Show each line of the items below that contains the string "exist". Case matters.
BEGIN Recorded information
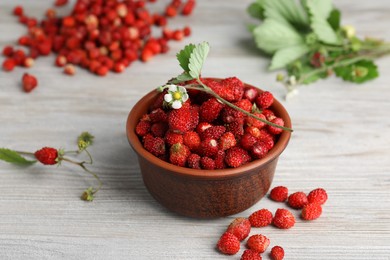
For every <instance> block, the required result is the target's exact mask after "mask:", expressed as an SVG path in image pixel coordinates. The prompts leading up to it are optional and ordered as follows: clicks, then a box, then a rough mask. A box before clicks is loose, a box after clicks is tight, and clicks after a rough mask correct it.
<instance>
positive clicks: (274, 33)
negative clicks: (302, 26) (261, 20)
mask: <svg viewBox="0 0 390 260" xmlns="http://www.w3.org/2000/svg"><path fill="white" fill-rule="evenodd" d="M253 36H254V38H255V42H256V44H257V46H258V47H259V48H260V49H261V50H263V51H264V52H266V53H269V54H273V53H275V52H276V51H278V50H279V49H283V48H286V47H289V46H294V45H300V44H302V43H304V39H303V37H302V36H301V35H300V34H299V33H298V32H297V31H296V30H295V29H294V28H293V27H291V26H289V25H286V24H284V23H281V22H279V21H277V20H274V19H266V20H265V21H264V22H263V23H262V24H261V25H259V26H257V27H256V29H255V30H254V31H253Z"/></svg>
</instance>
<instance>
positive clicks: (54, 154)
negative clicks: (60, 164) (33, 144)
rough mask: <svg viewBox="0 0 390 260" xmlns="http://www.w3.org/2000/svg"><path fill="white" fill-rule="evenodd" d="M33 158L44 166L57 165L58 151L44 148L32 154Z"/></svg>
mask: <svg viewBox="0 0 390 260" xmlns="http://www.w3.org/2000/svg"><path fill="white" fill-rule="evenodd" d="M34 155H35V158H37V160H38V161H40V162H41V163H42V164H45V165H53V164H57V163H58V151H57V149H54V148H51V147H44V148H42V149H40V150H38V151H36V152H35V153H34Z"/></svg>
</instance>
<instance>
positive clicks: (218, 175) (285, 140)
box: [126, 78, 291, 180]
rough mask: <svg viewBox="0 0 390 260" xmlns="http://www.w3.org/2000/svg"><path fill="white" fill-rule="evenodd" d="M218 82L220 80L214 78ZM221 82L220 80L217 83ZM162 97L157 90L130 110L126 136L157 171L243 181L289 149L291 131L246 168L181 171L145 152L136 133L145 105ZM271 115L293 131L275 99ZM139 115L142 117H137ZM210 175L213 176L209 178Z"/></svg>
mask: <svg viewBox="0 0 390 260" xmlns="http://www.w3.org/2000/svg"><path fill="white" fill-rule="evenodd" d="M213 79H217V78H213ZM217 80H219V79H217ZM244 85H245V87H253V88H256V89H257V90H258V91H260V92H263V91H264V90H261V89H259V88H257V87H255V86H253V85H250V84H247V83H244ZM158 94H159V93H158V92H157V91H156V90H152V91H150V92H149V93H147V94H146V95H144V96H143V97H142V98H141V99H140V100H139V101H138V102H137V103H136V104H135V105H134V106H133V108H132V109H131V111H130V113H129V115H128V118H127V123H126V132H127V139H128V141H129V143H130V145H131V146H132V148H133V149H134V150H135V152H136V153H137V154H138V156H142V157H143V158H144V159H146V160H147V161H148V162H150V163H151V164H155V165H156V166H158V167H161V168H163V169H165V170H167V171H169V172H171V173H174V174H176V175H179V176H183V177H185V176H187V177H191V178H198V179H209V180H217V179H224V178H232V177H240V176H241V175H245V174H246V173H247V172H248V171H251V170H254V169H256V168H259V167H261V166H263V165H266V164H268V163H269V162H271V161H273V160H275V159H277V158H278V156H280V154H281V153H282V152H283V151H284V149H285V148H286V147H287V145H288V142H289V140H290V137H291V132H289V131H285V130H284V131H283V132H282V134H281V135H280V136H279V139H278V141H277V142H276V143H275V145H274V147H273V148H272V149H271V150H270V151H269V152H268V154H267V155H266V156H265V157H263V158H261V159H257V160H254V161H252V162H249V163H247V164H244V165H242V166H240V167H237V168H226V169H218V170H200V169H191V168H187V167H180V166H177V165H173V164H171V163H169V162H166V161H163V160H161V159H159V158H157V157H156V156H154V155H153V154H152V153H150V152H148V151H147V150H145V148H144V147H143V146H142V144H141V141H140V140H139V137H138V136H137V134H136V133H135V131H134V129H135V126H136V124H137V123H138V120H139V119H140V117H141V116H142V115H143V114H144V113H146V112H147V111H148V109H147V108H146V107H144V104H145V103H151V102H153V100H154V99H155V98H156V97H157V95H158ZM271 109H272V111H274V112H275V114H276V115H277V116H278V117H281V118H282V119H283V121H284V125H285V126H286V127H289V128H291V119H290V116H289V114H288V112H287V110H286V109H285V108H284V106H283V105H282V104H281V103H280V102H279V101H278V100H276V99H275V98H274V102H273V104H272V106H271ZM137 114H139V115H138V116H137ZM210 172H212V173H211V174H210Z"/></svg>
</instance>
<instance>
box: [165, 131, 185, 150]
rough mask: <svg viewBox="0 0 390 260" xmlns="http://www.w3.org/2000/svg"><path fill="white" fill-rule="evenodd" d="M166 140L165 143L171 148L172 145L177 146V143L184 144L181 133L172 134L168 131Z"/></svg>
mask: <svg viewBox="0 0 390 260" xmlns="http://www.w3.org/2000/svg"><path fill="white" fill-rule="evenodd" d="M164 140H165V143H166V144H167V145H168V146H171V145H174V144H177V143H180V144H182V143H183V135H182V134H180V133H175V132H172V131H167V132H166V133H165V137H164Z"/></svg>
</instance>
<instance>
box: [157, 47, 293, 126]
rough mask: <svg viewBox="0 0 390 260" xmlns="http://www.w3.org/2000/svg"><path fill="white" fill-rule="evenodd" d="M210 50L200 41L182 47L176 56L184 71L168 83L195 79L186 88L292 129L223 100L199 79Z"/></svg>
mask: <svg viewBox="0 0 390 260" xmlns="http://www.w3.org/2000/svg"><path fill="white" fill-rule="evenodd" d="M209 51H210V45H209V44H208V43H207V42H202V43H200V44H198V45H194V44H189V45H187V46H185V47H184V48H183V50H181V51H180V52H179V53H177V55H176V57H177V60H178V61H179V64H180V66H181V67H182V69H183V70H184V72H183V73H182V74H180V75H178V76H177V77H175V78H173V79H171V80H170V81H169V84H179V83H185V82H187V81H190V80H195V81H196V84H193V83H191V84H189V85H184V87H185V88H186V89H196V90H199V91H203V92H206V93H207V94H209V95H211V96H213V97H215V98H216V99H217V100H219V101H220V102H221V103H222V104H225V105H227V106H229V107H231V108H233V109H236V110H238V111H240V112H242V113H244V114H245V115H247V116H250V117H253V118H255V119H257V120H259V121H261V122H264V123H266V124H268V125H271V126H274V127H277V128H281V129H283V130H286V131H291V132H292V131H293V130H292V129H291V128H288V127H284V126H280V125H278V124H275V123H272V122H270V121H268V120H265V119H263V118H260V117H258V116H256V115H254V114H252V113H249V112H248V111H246V110H244V109H242V108H240V107H238V106H236V105H234V104H232V103H230V102H229V101H227V100H225V99H224V98H222V97H221V96H219V95H218V94H217V93H215V92H214V91H213V90H212V89H211V88H210V87H208V86H207V85H206V84H204V83H203V81H202V79H201V72H202V68H203V64H204V62H205V60H206V58H207V55H208V53H209ZM169 84H167V85H165V86H161V87H159V88H158V91H160V92H162V91H163V90H164V89H167V88H169V86H170V85H169Z"/></svg>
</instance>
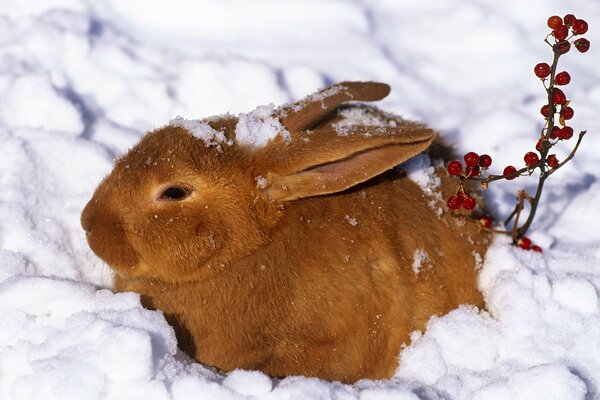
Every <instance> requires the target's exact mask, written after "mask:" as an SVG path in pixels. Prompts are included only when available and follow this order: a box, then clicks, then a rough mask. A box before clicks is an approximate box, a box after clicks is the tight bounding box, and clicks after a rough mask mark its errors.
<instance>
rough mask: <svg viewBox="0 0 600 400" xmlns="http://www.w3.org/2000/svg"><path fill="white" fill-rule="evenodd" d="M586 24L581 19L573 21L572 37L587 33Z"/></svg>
mask: <svg viewBox="0 0 600 400" xmlns="http://www.w3.org/2000/svg"><path fill="white" fill-rule="evenodd" d="M587 28H588V26H587V22H586V21H585V20H583V19H576V20H575V21H573V34H574V35H583V34H584V33H586V32H587Z"/></svg>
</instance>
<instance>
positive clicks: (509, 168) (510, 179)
mask: <svg viewBox="0 0 600 400" xmlns="http://www.w3.org/2000/svg"><path fill="white" fill-rule="evenodd" d="M515 172H517V169H516V168H515V167H513V166H512V165H509V166H508V167H506V168H504V172H503V173H502V174H503V175H504V177H505V178H506V179H508V180H509V181H512V180H513V179H515V178H516V177H517V176H518V175H515V176H510V175H513V174H514V173H515Z"/></svg>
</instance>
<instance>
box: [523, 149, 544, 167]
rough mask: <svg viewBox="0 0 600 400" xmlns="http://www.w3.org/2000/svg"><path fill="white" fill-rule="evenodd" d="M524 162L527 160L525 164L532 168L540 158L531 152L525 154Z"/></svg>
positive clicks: (532, 151) (525, 162) (523, 158)
mask: <svg viewBox="0 0 600 400" xmlns="http://www.w3.org/2000/svg"><path fill="white" fill-rule="evenodd" d="M523 160H525V164H527V166H529V167H531V166H532V165H534V164H535V163H537V162H538V161H540V157H539V156H538V155H537V154H536V153H534V152H533V151H529V152H527V153H526V154H525V157H523Z"/></svg>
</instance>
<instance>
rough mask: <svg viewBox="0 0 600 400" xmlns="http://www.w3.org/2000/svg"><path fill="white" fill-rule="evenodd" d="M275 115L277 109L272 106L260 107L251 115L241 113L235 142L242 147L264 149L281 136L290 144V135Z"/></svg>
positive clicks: (238, 124)
mask: <svg viewBox="0 0 600 400" xmlns="http://www.w3.org/2000/svg"><path fill="white" fill-rule="evenodd" d="M274 115H275V107H273V105H272V104H271V105H268V106H259V107H257V108H256V109H255V110H254V111H252V112H249V113H241V114H240V115H239V116H238V123H237V125H236V127H235V140H236V141H237V142H238V143H239V144H242V145H251V146H254V147H262V146H264V145H265V144H267V143H268V142H269V140H272V139H274V138H275V137H276V136H277V135H281V136H282V138H283V140H284V142H285V143H290V141H291V136H290V133H289V132H288V131H287V129H285V127H284V126H283V124H282V123H281V122H280V121H279V119H277V118H275V117H274Z"/></svg>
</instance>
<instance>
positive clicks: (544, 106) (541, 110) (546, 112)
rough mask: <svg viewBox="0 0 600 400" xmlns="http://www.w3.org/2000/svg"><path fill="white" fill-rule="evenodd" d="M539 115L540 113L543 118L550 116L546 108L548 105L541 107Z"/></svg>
mask: <svg viewBox="0 0 600 400" xmlns="http://www.w3.org/2000/svg"><path fill="white" fill-rule="evenodd" d="M540 113H542V115H543V116H544V117H545V118H548V116H549V115H550V107H549V106H548V104H546V105H545V106H542V108H541V109H540Z"/></svg>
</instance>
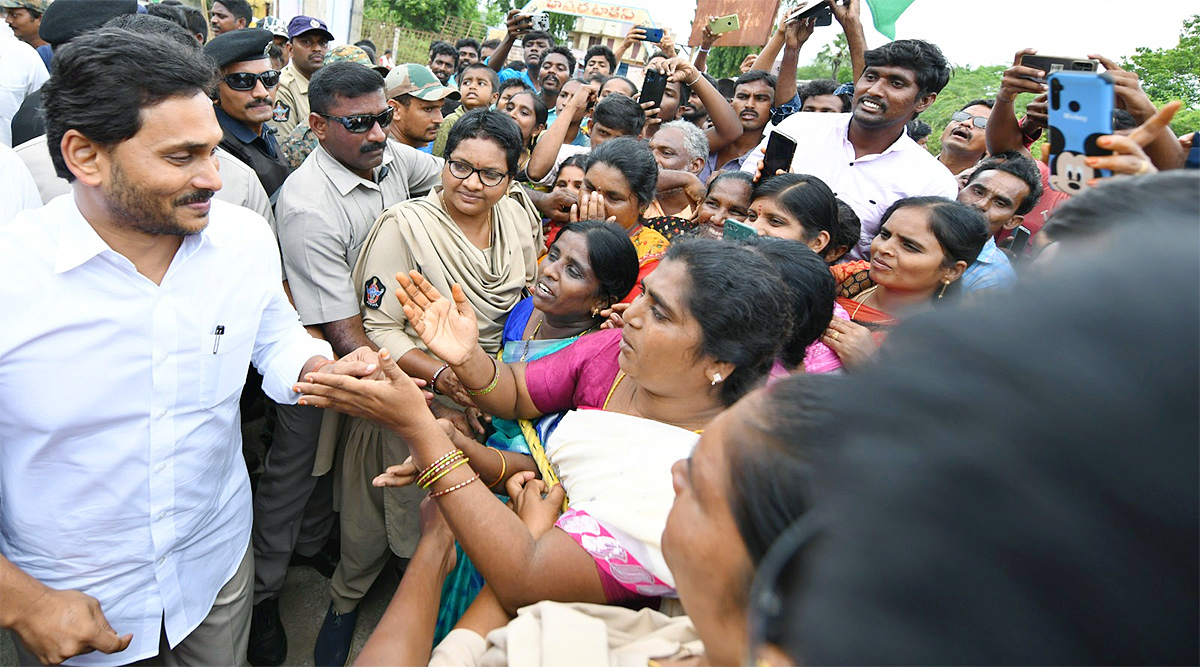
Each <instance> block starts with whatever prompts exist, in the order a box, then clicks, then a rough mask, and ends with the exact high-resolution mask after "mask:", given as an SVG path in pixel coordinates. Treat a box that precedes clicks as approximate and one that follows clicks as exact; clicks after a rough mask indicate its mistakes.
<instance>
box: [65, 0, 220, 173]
mask: <svg viewBox="0 0 1200 667" xmlns="http://www.w3.org/2000/svg"><path fill="white" fill-rule="evenodd" d="M145 18H146V19H152V20H156V22H162V23H164V24H167V25H169V26H172V28H173V29H176V30H179V31H180V32H184V34H186V35H187V38H188V41H191V43H192V46H193V48H190V49H187V48H180V43H179V42H176V41H175V40H173V38H170V37H167V36H163V35H154V34H136V32H132V31H130V30H124V29H119V28H101V29H100V30H94V31H91V32H85V34H83V35H80V36H78V37H76V38H74V40H71V42H68V43H67V44H64V46H62V47H60V48H59V49H58V50H56V52H55V54H54V66H53V70H52V72H50V78H49V79H48V80H47V82H46V84H44V85H42V115H43V118H44V119H46V138H47V142H46V143H47V146H48V148H49V151H50V161H52V162H54V173H55V174H58V175H59V176H60V178H64V179H66V180H67V181H73V180H74V174H72V173H71V170H70V169H67V164H66V161H65V160H64V158H62V149H61V145H62V136H64V134H66V132H67V131H68V130H74V131H77V132H79V133H80V134H83V136H84V137H88V138H89V139H90V140H92V142H95V143H97V144H100V145H102V146H108V148H112V146H115V145H118V144H120V143H121V142H124V140H126V139H128V138H130V137H132V136H134V134H137V132H138V130H140V128H142V114H140V113H139V112H140V109H144V108H146V107H152V106H155V104H158V103H161V102H163V101H164V100H168V98H172V97H191V96H193V95H204V96H208V94H209V91H210V90H211V89H212V86H214V85H215V78H216V77H215V74H216V68H215V67H214V66H212V61H211V60H209V59H208V58H205V56H204V55H202V54H200V50H199V46H198V44H197V43H196V38H194V37H192V36H191V35H190V34H187V31H186V30H184V29H182V28H180V26H178V25H175V24H174V23H170V22H169V20H166V19H161V18H157V17H150V16H146V17H145ZM146 62H154V64H155V67H156V68H158V70H157V71H156V73H155V76H152V77H148V76H146Z"/></svg>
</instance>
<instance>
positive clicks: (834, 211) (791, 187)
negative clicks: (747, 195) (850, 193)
mask: <svg viewBox="0 0 1200 667" xmlns="http://www.w3.org/2000/svg"><path fill="white" fill-rule="evenodd" d="M760 197H768V198H770V199H774V200H775V202H778V203H779V205H781V206H782V208H784V209H786V210H787V212H788V214H791V215H792V217H794V218H796V220H798V221H800V226H802V227H804V236H805V238H804V240H805V241H810V240H812V239H816V236H817V234H820V233H821V232H824V233H826V234H828V235H829V244H833V240H834V236H836V234H838V199H836V198H835V197H834V196H833V191H832V190H829V186H827V185H826V182H824V181H822V180H821V179H818V178H816V176H811V175H809V174H779V175H775V176H770V178H769V179H766V180H764V181H762V182H761V184H758V187H756V188H755V191H754V194H752V196H751V197H750V200H751V202H752V200H755V199H758V198H760Z"/></svg>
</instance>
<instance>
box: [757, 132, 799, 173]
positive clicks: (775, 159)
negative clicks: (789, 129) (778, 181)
mask: <svg viewBox="0 0 1200 667" xmlns="http://www.w3.org/2000/svg"><path fill="white" fill-rule="evenodd" d="M794 156H796V142H794V140H793V139H792V138H791V137H788V136H786V134H784V133H782V132H779V131H778V130H776V131H774V132H772V133H770V138H769V139H767V149H766V150H764V151H763V156H762V176H761V178H762V179H769V178H772V176H774V175H775V173H776V172H780V170H782V172H785V173H786V172H788V170H791V168H792V158H793V157H794Z"/></svg>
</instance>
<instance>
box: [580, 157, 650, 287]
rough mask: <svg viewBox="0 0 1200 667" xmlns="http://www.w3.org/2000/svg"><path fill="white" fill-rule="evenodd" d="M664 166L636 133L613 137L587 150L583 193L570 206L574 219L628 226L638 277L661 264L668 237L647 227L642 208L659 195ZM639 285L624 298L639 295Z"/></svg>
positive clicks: (583, 184)
mask: <svg viewBox="0 0 1200 667" xmlns="http://www.w3.org/2000/svg"><path fill="white" fill-rule="evenodd" d="M658 181H659V166H658V164H656V163H655V162H654V155H653V154H652V152H650V149H649V148H647V146H646V144H643V143H642V142H638V140H637V139H630V138H628V137H622V138H618V139H610V140H607V142H605V143H604V145H601V146H600V148H598V149H595V150H593V151H592V152H590V154H588V163H587V169H584V174H583V193H582V196H581V197H580V203H578V205H572V206H571V218H572V220H610V221H612V222H616V223H617V224H619V226H622V227H624V228H625V232H628V233H629V238H630V239H631V240H632V241H634V247H635V248H637V264H638V266H640V271H638V276H637V277H638V280H640V281H641V280H644V278H646V276H648V275H649V274H650V272H652V271H654V269H655V268H656V266H658V265H659V260H660V259H661V258H662V253H665V252H666V250H667V245H668V242H667V240H666V238H664V236H662V234H659V233H658V232H655V230H654V229H650V228H649V227H646V224H644V222H646V220H644V217H643V214H646V209H647V208H648V206H649V205H650V202H653V200H654V191H655V187H656V186H658ZM637 293H638V289H637V288H635V289H634V290H632V292H630V293H629V295H628V296H625V299H623V301H625V302H629V301H631V300H632V299H634V298H635V296H637Z"/></svg>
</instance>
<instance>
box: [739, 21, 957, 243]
mask: <svg viewBox="0 0 1200 667" xmlns="http://www.w3.org/2000/svg"><path fill="white" fill-rule="evenodd" d="M864 58H865V60H866V67H865V68H864V70H863V74H862V76H860V77H859V78H858V80H857V82H856V83H854V100H853V106H852V112H851V113H848V114H792V115H790V116H787V118H786V119H785V120H784V121H782V122H780V124H779V125H778V126H775V128H774V132H781V133H784V136H786V137H788V138H791V139H793V140H794V142H796V154H794V155H793V157H792V167H791V169H790V172H792V173H797V174H812V175H814V176H816V178H818V179H821V180H822V181H824V182H826V185H828V186H829V187H830V190H833V191H834V192H836V193H838V198H839V199H841V200H842V202H845V203H846V204H848V205H850V208H852V209H854V212H856V214H858V217H859V220H860V221H862V232H860V234H859V240H858V245H857V246H856V247H854V248H852V250H851V251H850V253H848V257H850V258H851V259H866V258H868V257H869V256H870V251H871V239H874V238H875V235H876V234H877V233H878V230H880V218H882V217H883V212H884V211H887V210H888V206H890V205H892V204H893V203H895V202H896V200H900V199H904V198H906V197H917V196H932V197H944V198H947V199H954V197H955V196H956V194H958V192H959V187H958V182H956V181H955V180H954V176H953V175H952V174H950V173H949V172H948V170H947V169H946V167H943V166H942V164H941V163H940V162H938V161H937V160H936V158H935V157H934V156H931V155H929V151H926V150H925V149H923V148H920V146H919V145H917V143H916V142H913V140H912V139H911V138H908V134H907V133H906V132H905V125H907V122H908V121H910V120H912V119H914V118H917V115H918V114H920V113H922V112H924V110H925V109H928V108H929V106H930V104H932V103H934V101H935V100H937V94H938V92H941V91H942V89H943V88H944V86H946V84H947V82H949V80H950V65H949V62H947V61H946V56H943V55H942V50H941V49H938V48H937V47H936V46H935V44H931V43H929V42H925V41H923V40H896V41H895V42H890V43H887V44H884V46H882V47H880V48H877V49H871V50H869V52H866V54H865V55H864ZM768 140H769V138H764V139H763V142H762V144H760V145H758V148H757V149H756V150H755V151H754V154H752V155H750V156H749V157H748V158H746V161H745V162H744V163H743V164H742V170H743V172H749V173H751V174H756V173H757V172H758V170H760V169H761V168H762V156H763V151H764V150H766V149H767V142H768ZM770 175H774V174H762V176H770Z"/></svg>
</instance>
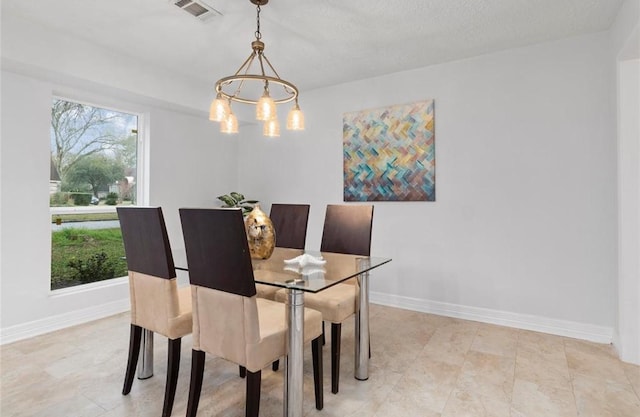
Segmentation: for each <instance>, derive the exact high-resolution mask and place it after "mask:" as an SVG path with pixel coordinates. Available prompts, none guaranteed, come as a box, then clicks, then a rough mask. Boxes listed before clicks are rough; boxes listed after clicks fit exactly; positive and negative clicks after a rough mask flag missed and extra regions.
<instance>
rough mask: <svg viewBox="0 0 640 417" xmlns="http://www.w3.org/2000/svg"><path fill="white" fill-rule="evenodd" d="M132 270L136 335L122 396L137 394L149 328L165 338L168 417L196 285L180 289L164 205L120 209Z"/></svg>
mask: <svg viewBox="0 0 640 417" xmlns="http://www.w3.org/2000/svg"><path fill="white" fill-rule="evenodd" d="M117 211H118V218H119V220H120V228H121V230H122V239H123V242H124V247H125V254H126V256H127V269H128V270H129V295H130V300H131V336H130V339H129V358H128V360H127V370H126V371H125V380H124V386H123V388H122V394H123V395H127V394H129V392H131V386H132V384H133V380H134V377H135V375H134V374H135V370H136V366H137V363H138V357H139V352H140V342H141V338H142V331H143V329H144V330H146V331H152V332H155V333H158V334H161V335H163V336H165V337H166V338H167V339H168V349H167V382H166V386H165V396H164V405H163V408H162V416H163V417H168V416H170V415H171V410H172V409H173V402H174V398H175V393H176V387H177V383H178V373H179V370H180V353H181V339H182V337H183V336H186V335H188V334H189V333H191V328H192V324H191V323H192V314H191V288H189V287H183V288H178V281H177V278H176V271H175V266H174V263H173V256H172V255H171V246H170V244H169V236H168V234H167V230H166V227H165V224H164V217H163V215H162V209H161V208H160V207H117Z"/></svg>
END Recorded information
# [Exercise solution]
Each <instance> block starts with whatever prompts exist, in the order a box, then clicks, then a rough mask, and ends with the exact high-resolution mask after "mask:", given as an SVG path in pixel coordinates. Treat a box that precedes clicks as approximate and one that follows clicks as exact; clicks after a rough mask indicate its mistakes.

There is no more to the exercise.